Provided passage:

Puzzle elements are mostly optional side quests, or tombs. These are a fun distraction, starting out easily and getting harder, but the puzzles (on the whole) become more prevalent as you progress. It’s during these puzzles and less combat-heavy moments that Tomb Raider really shines. The platforming is ace, as is the feeling you get when you find the tomb’s end and are rewarded with a trinket for getting there. Each area is fairly linear, so don’t expect an enormous Far Cry style island to explore. When the areas do widen though, to allow you to explore for collectibles or choose your own path to the enemy, it’s a joy – and once again better than being funnelled down a path, taking enemies out as you go.
MULTIPLAYER: As is the norm for almost every game nowadays, Tomb Raider has a full multiplayer mode, with multiple modes. Free for All is exactly as it sounds, but with a twist, while Cry for Help is a mode where teams must face-off and protect their batteries whilst activating radio antennas. Team Deathmatch is present too, and the fourth mode is “Rescue”, which has one team try to recover medical supplies, whilst the opposite team has to finish them off with a melee attack. When carrying the objects, team-work is a must as you can’t fire or jump without losing it.
Some of the controls change slightly, and a short-burst sprint button is introduced, so it does change things up slightly. Of course, all the bells and whistles are present including levelling up, loadouts, perks and challenges, but how much you’ll play the multiplayer depends on entirely how much fun you have with it. The game mechanics are the same, which means multiplayer matches are fast and fluid. Overall it’s an enjoyable addition, but it’s not going to be hurting Call of Duty’s player-count any time soon, especially with only five maps to play.
LONGEVITY: Tomb Raider is a surprisingly long game. Even when you think you’re approaching the end-game, there’s more to explore and enjoy. In a lot of games this might even be frustrating, but such is the fun you’ll have just playing Tomb Raider, you’re almost relieved it’s not over yet. A first playthrough will take roughly 15 hours, but if you go out of your way to explore the island for all the collectibles (and again, there’s a lot of them) you could potentially get nearer 25 hours or more. Throw in the multiplayer option, and Tomb Raider adds up to be great value for money.
VERDICT: Risk be damned, Crystal Dynamics have succeeded in making a superb game. There are definite moments where the mantra “less is more” would have been better used than the kitchen sink approach, but throughout Tomb Raider there are wow moments that make you realise why you love playing games, and for a change, they aren’t just relegated to stunning visual effects.
Tomb Raider reminds us all why we love Lara, and how good a video game can be. Fantastically addictive, compelling and enjoyable to play throughout, this new Tomb Raider is a game you absolutely must own, as it’s easily one of the best games so far this year.

Saved data entries:

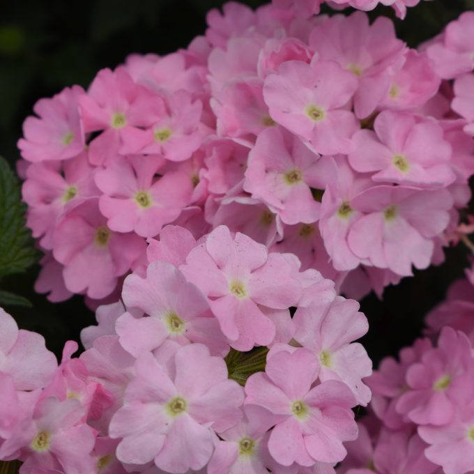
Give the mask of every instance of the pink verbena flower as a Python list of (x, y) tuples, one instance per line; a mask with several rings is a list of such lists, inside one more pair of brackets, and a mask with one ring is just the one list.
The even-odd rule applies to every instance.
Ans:
[(162, 163), (155, 157), (117, 157), (97, 174), (95, 182), (105, 193), (99, 207), (111, 230), (153, 237), (190, 203), (192, 185), (184, 173), (155, 179)]
[(125, 313), (116, 321), (121, 344), (135, 357), (159, 347), (166, 338), (182, 345), (201, 342), (213, 355), (223, 357), (229, 352), (206, 298), (171, 263), (152, 262), (144, 279), (127, 277), (122, 298), (129, 310), (137, 309), (151, 316), (137, 319)]
[(135, 84), (123, 67), (99, 71), (79, 104), (84, 131), (104, 130), (89, 144), (89, 160), (95, 165), (112, 159), (124, 140), (137, 139), (139, 128), (151, 126), (163, 107), (162, 99)]
[(52, 248), (56, 224), (68, 203), (99, 195), (95, 174), (85, 153), (61, 165), (40, 162), (29, 167), (22, 197), (29, 206), (26, 225), (33, 237), (41, 238), (42, 247)]
[(57, 367), (54, 355), (45, 346), (45, 338), (18, 326), (0, 308), (0, 372), (13, 377), (17, 390), (43, 388)]
[(374, 112), (388, 93), (391, 69), (403, 60), (406, 49), (397, 39), (392, 22), (379, 17), (371, 25), (362, 12), (328, 18), (314, 29), (309, 43), (321, 60), (335, 61), (352, 72), (359, 118)]
[(438, 75), (454, 79), (474, 69), (474, 12), (464, 12), (451, 22), (441, 40), (427, 49)]
[(319, 372), (310, 351), (281, 351), (268, 358), (265, 373), (254, 374), (245, 384), (245, 405), (262, 406), (278, 417), (268, 450), (283, 466), (337, 462), (346, 455), (342, 441), (357, 437), (351, 390), (336, 381), (311, 388)]
[(91, 298), (107, 296), (145, 252), (145, 243), (133, 234), (120, 234), (107, 227), (91, 199), (69, 210), (58, 223), (53, 254), (64, 266), (66, 288)]
[(211, 429), (225, 430), (241, 416), (242, 389), (227, 380), (224, 360), (202, 344), (181, 348), (167, 373), (151, 353), (141, 356), (125, 403), (114, 415), (110, 436), (122, 438), (122, 462), (154, 461), (167, 472), (200, 469), (214, 448)]
[(275, 122), (307, 139), (317, 153), (347, 153), (358, 128), (344, 107), (357, 89), (354, 75), (330, 61), (283, 63), (265, 79), (263, 97)]
[(358, 404), (366, 406), (370, 389), (362, 381), (372, 372), (372, 361), (362, 344), (353, 342), (369, 329), (359, 304), (337, 297), (328, 304), (315, 298), (311, 305), (299, 307), (293, 319), (293, 339), (311, 350), (319, 360), (319, 380), (344, 382)]
[(375, 266), (412, 275), (412, 265), (417, 268), (429, 266), (434, 238), (448, 227), (452, 205), (446, 190), (425, 191), (405, 186), (367, 190), (350, 204), (365, 215), (351, 227), (349, 247)]
[(349, 160), (356, 171), (378, 171), (372, 175), (374, 181), (423, 188), (445, 188), (456, 179), (451, 147), (436, 123), (385, 111), (376, 118), (374, 129), (354, 134)]
[(457, 407), (454, 419), (444, 426), (418, 428), (429, 447), (425, 454), (441, 466), (446, 474), (463, 474), (474, 470), (474, 403)]
[(465, 334), (441, 331), (438, 347), (425, 352), (406, 372), (406, 390), (395, 409), (417, 425), (448, 425), (457, 407), (471, 397), (474, 383), (472, 347)]
[(180, 267), (186, 278), (208, 298), (222, 332), (232, 347), (249, 351), (270, 344), (274, 323), (261, 307), (285, 309), (296, 303), (301, 285), (292, 266), (277, 254), (227, 227), (214, 229)]
[(331, 160), (320, 159), (298, 137), (281, 128), (261, 133), (249, 155), (243, 188), (261, 199), (285, 224), (319, 217), (311, 188), (323, 189), (335, 177)]
[(84, 151), (78, 98), (79, 86), (66, 88), (51, 99), (41, 99), (33, 107), (38, 117), (28, 117), (23, 123), (24, 138), (18, 141), (22, 156), (37, 162), (68, 160)]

Apply what you read:
(1) Please transcribe everything in the Tomb Raider review from "Some of the" down to "maps to play.".
(2) Summarize the Tomb Raider review in two sentences.

Results by task:
(1)
Some of the controls change slightly, and a short-burst sprint button is introduced, so it does change things up slightly. Of course, all the bells and whistles are present including levelling up, loadouts, perks and challenges, but how much you’ll play the multiplayer depends on entirely how much fun you have with it. The game mechanics are the same, which means multiplayer matches are fast and fluid. Overall it’s an enjoyable addition, but it’s not going to be hurting Call of Duty’s player-count any time soon, especially with only five maps to play.

(2) Tomb Raider shines in its optional puzzle tombs and platforming, offers a long campaign of roughly 15 hours that can stretch toward 25 or more with collectibles, and includes an enjoyable multiplayer mode held back by having only five maps. Crystal Dynamics has made a superb, addictive game that is easily one of the best so far this year.